What is being asked — Each entry below needs to be copied exactly, with nothing dropped.

Natural language region descriptions
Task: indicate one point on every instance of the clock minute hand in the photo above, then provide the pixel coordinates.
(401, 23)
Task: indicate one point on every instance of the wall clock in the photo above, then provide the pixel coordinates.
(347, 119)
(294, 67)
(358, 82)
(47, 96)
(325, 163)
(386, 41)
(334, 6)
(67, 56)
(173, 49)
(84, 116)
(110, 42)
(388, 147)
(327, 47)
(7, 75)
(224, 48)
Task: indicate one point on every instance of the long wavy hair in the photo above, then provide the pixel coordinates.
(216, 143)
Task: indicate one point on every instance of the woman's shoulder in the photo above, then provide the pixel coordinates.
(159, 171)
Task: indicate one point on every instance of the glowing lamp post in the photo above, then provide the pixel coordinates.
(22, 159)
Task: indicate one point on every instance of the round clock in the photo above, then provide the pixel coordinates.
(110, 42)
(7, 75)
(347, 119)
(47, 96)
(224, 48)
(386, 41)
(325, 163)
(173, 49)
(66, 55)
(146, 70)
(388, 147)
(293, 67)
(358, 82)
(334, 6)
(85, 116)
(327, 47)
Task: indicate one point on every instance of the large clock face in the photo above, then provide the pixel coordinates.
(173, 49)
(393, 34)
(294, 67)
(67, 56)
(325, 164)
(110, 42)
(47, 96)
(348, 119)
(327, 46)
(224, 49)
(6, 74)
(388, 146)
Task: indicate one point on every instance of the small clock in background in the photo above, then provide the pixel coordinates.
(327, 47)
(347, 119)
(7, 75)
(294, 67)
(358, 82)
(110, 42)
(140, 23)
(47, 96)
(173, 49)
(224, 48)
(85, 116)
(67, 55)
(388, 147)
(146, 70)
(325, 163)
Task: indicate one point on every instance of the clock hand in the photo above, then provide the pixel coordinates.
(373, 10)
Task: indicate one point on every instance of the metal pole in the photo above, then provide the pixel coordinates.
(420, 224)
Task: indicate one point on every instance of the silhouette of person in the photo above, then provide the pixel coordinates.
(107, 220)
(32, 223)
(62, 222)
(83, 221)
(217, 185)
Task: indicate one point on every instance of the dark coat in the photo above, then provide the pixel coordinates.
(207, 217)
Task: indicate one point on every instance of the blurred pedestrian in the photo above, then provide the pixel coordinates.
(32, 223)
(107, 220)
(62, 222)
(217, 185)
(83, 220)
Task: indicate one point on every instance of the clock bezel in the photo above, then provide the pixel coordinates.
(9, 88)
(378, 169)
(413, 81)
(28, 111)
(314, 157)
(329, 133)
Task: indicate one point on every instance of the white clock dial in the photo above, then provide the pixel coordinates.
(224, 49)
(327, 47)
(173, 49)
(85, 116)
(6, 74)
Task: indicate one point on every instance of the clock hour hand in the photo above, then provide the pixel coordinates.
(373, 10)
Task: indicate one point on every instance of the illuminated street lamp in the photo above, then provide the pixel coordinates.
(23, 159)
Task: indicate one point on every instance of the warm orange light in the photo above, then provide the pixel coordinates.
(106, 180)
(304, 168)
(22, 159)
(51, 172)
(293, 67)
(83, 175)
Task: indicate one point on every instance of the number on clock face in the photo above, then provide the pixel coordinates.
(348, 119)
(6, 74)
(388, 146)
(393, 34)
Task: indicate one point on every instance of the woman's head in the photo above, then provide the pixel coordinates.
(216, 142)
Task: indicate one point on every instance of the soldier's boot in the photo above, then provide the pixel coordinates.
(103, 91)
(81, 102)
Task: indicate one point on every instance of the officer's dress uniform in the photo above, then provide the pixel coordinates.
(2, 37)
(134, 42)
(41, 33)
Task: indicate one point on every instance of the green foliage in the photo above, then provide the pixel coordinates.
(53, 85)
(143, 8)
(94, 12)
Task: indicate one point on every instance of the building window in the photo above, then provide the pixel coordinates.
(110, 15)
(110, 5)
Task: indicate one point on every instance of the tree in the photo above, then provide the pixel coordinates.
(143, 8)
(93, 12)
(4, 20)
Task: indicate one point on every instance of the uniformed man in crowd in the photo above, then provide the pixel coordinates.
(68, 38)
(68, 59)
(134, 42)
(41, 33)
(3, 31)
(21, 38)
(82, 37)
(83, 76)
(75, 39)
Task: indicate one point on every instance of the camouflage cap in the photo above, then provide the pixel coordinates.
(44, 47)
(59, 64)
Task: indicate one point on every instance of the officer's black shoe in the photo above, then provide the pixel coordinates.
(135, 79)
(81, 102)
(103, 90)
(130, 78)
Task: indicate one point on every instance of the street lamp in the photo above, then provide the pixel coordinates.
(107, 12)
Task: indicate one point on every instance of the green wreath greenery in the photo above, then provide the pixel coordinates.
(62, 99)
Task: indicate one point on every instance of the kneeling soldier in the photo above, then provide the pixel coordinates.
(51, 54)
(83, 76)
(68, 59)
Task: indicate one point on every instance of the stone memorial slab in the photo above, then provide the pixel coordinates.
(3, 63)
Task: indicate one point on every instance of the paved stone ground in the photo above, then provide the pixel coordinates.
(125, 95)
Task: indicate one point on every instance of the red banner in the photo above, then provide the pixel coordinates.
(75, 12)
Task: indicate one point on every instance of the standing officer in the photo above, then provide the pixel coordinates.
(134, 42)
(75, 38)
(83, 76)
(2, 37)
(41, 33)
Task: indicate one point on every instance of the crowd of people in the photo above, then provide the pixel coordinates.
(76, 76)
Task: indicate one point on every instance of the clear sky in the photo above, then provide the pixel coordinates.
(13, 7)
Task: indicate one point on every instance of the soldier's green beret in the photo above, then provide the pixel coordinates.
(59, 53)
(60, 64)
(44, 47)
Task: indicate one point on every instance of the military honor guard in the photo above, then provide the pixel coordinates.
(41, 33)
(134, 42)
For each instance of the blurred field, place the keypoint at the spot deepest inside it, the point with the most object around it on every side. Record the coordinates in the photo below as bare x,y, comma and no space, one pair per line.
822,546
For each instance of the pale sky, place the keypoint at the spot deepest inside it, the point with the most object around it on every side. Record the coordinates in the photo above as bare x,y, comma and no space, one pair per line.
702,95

Exercise output —
Task: indicate one point on every instance of the clock minute hand in the photo above, then provide the pixel coordinates.
(401, 23)
Task: indicate one point on every instance of the wall clock in the photo above, then provide the pixel coordinates.
(347, 119)
(294, 67)
(358, 82)
(47, 96)
(325, 163)
(386, 41)
(334, 6)
(67, 56)
(173, 49)
(84, 116)
(110, 42)
(388, 147)
(327, 47)
(7, 75)
(224, 48)
Task: indicate one point on every instance of the long wavy hair in the photo above, then provide the pixel coordinates.
(216, 143)
Task: indicate one point on every instance of the woman's shoulder in the photo above, then provide the pixel coordinates.
(159, 171)
Task: indicate one point on every instance of the glowing lamp post in the photo above, then provide the pixel coordinates.
(22, 159)
Task: indicate one point on every instance of the round clock in the photo above, then provide the pixel coordinates.
(110, 42)
(7, 75)
(347, 119)
(47, 96)
(224, 48)
(386, 41)
(325, 163)
(173, 49)
(66, 55)
(146, 70)
(388, 147)
(293, 67)
(358, 82)
(334, 6)
(85, 116)
(327, 47)
Task: indicate one point on every instance of the large clock face in the photo above, then provide the pixel coordinates.
(173, 49)
(393, 34)
(294, 67)
(67, 56)
(325, 164)
(110, 42)
(47, 96)
(348, 119)
(327, 46)
(224, 49)
(6, 74)
(388, 146)
Task: indicate one point on every instance of the small clock in background in the photo above, then provide the pixel coordinates.
(327, 47)
(347, 119)
(7, 75)
(294, 67)
(358, 82)
(110, 42)
(140, 23)
(47, 96)
(173, 49)
(224, 48)
(85, 116)
(67, 55)
(388, 147)
(146, 70)
(325, 163)
Task: indicate one point on every instance of the clock hand in the photo above, then provide the pixel coordinates.
(373, 10)
Task: indicate one point on every instance of the metal pole in the photo above, then provide the pixel coordinates.
(420, 224)
Task: indicate one point on every instance of the silhouette of person in the photo above, then provide the pixel coordinates.
(107, 220)
(32, 223)
(62, 222)
(83, 221)
(217, 185)
Task: indicate one point on every instance of the dark coat in the photo above, then provide the pixel coordinates.
(207, 217)
Task: indicate one point on every instance of the blurred pedestrian in the photo above, then provide the pixel coordinates.
(32, 223)
(107, 220)
(62, 222)
(217, 185)
(83, 220)
Task: indicate one point on every instance of the clock bezel in the photo above, then provide the pixel coordinates.
(9, 88)
(378, 169)
(413, 81)
(28, 111)
(314, 157)
(329, 133)
Task: indicate one point on every instance of the white clock dial in the photo above, then provide the pixel coordinates.
(224, 49)
(327, 47)
(173, 49)
(85, 116)
(6, 74)
Task: indicate one point on every instance of the clock hour hand in the photo above, then provide the pixel coordinates.
(373, 10)
Task: indicate one point on every instance of the illuminated street lamp in the photo above, then provide the pixel coordinates.
(23, 159)
Task: indicate one point on every instance of the warm orange light in the photo above, then provide the pixel coordinates.
(106, 180)
(304, 168)
(22, 159)
(51, 172)
(293, 67)
(83, 175)
Task: indicate one point on every instance of the number on clock face in the photo above, then provide the pixel coordinates.
(348, 119)
(6, 74)
(388, 146)
(393, 34)
Task: indicate one point on every instance of the woman's head in the photo above, then provide the pixel coordinates.
(216, 142)
Task: indicate one point on every instance of the soldier's boot in the photo above, then provide the pixel coordinates.
(103, 91)
(81, 102)
Task: indicate one point on every instance of the officer's dress uniform in the photo above, then provide the pixel coordinates.
(2, 37)
(134, 42)
(41, 33)
Task: indicate one point on every instance of the green foliage in the photo above, then provide the pixel coordinates.
(53, 85)
(143, 8)
(94, 12)
Task: indicate one point on every instance of the building window in the photo above, then provide the pixel coordinates.
(110, 15)
(110, 5)
Task: indicate one point on every instance of the tree in the photo above, then provide the pixel coordinates.
(143, 8)
(93, 12)
(4, 20)
Task: indicate one point on every instance of the uniformed man in crowd in the photo above, then provide the pixel coordinates.
(68, 38)
(68, 59)
(134, 42)
(41, 33)
(3, 31)
(21, 38)
(82, 37)
(83, 76)
(75, 39)
Task: indicate one point on every instance of the camouflage cap in the photo above, then provide the pixel coordinates.
(44, 47)
(59, 64)
Task: indicate one point on every instance of the officer's black shoe in the photo above, then provide the pixel coordinates.
(135, 79)
(81, 102)
(103, 90)
(130, 78)
Task: indicate one point on every instance of the street lamp in the photo above, then provide the pixel coordinates.
(107, 12)
Task: indicate one point on every instance of the green wreath greenery in the photo above, then provide the pixel coordinates.
(62, 99)
Task: indicate one point on every instance of the kneeling soldier in the photo above, then provide the pixel coordinates.
(51, 54)
(83, 76)
(68, 59)
Task: indicate one point on every instance of the stone memorial slab in the photo above, then provide the pixel coordinates.
(3, 63)
Task: indicate one point on every instance of the paved stone ground in the photo above, then provide the pixel coordinates.
(125, 95)
Task: indicate one point on every instance of the red banner in the photo above, then provide the pixel coordinates.
(75, 12)
Task: indicate one point on every instance of the standing officer in the photo above, then provide the pixel coordinates.
(134, 42)
(75, 38)
(83, 76)
(2, 37)
(41, 33)
Task: indicate one point on every instance of the crowd of people in the photo above, then provide the pixel coordinates.
(76, 76)
Task: indicate one point on every instance of the clear sky in the photo above, then provide the pixel coordinates.
(13, 7)
Task: indicate one point on every instance of the soldier's green beret in the photo above, then provide the pixel coordinates.
(59, 53)
(60, 64)
(44, 47)
Task: indicate one point on every instance of the military honor guard in the photo above, then provide the pixel coordinates.
(41, 33)
(134, 42)
For each instance of the blurred field, place the keypoint at the spot deepest inside it, the point with the most object around it on every side. Record the coordinates in the photo below as bare x,y, comma and no space, one pair per line.
822,546
For each instance of the pale sky, place the keypoint at the spot deepest inside it, the point with the most object around it on every side. Record the coordinates in the photo above as bare x,y, comma and no space, one pair per line.
702,95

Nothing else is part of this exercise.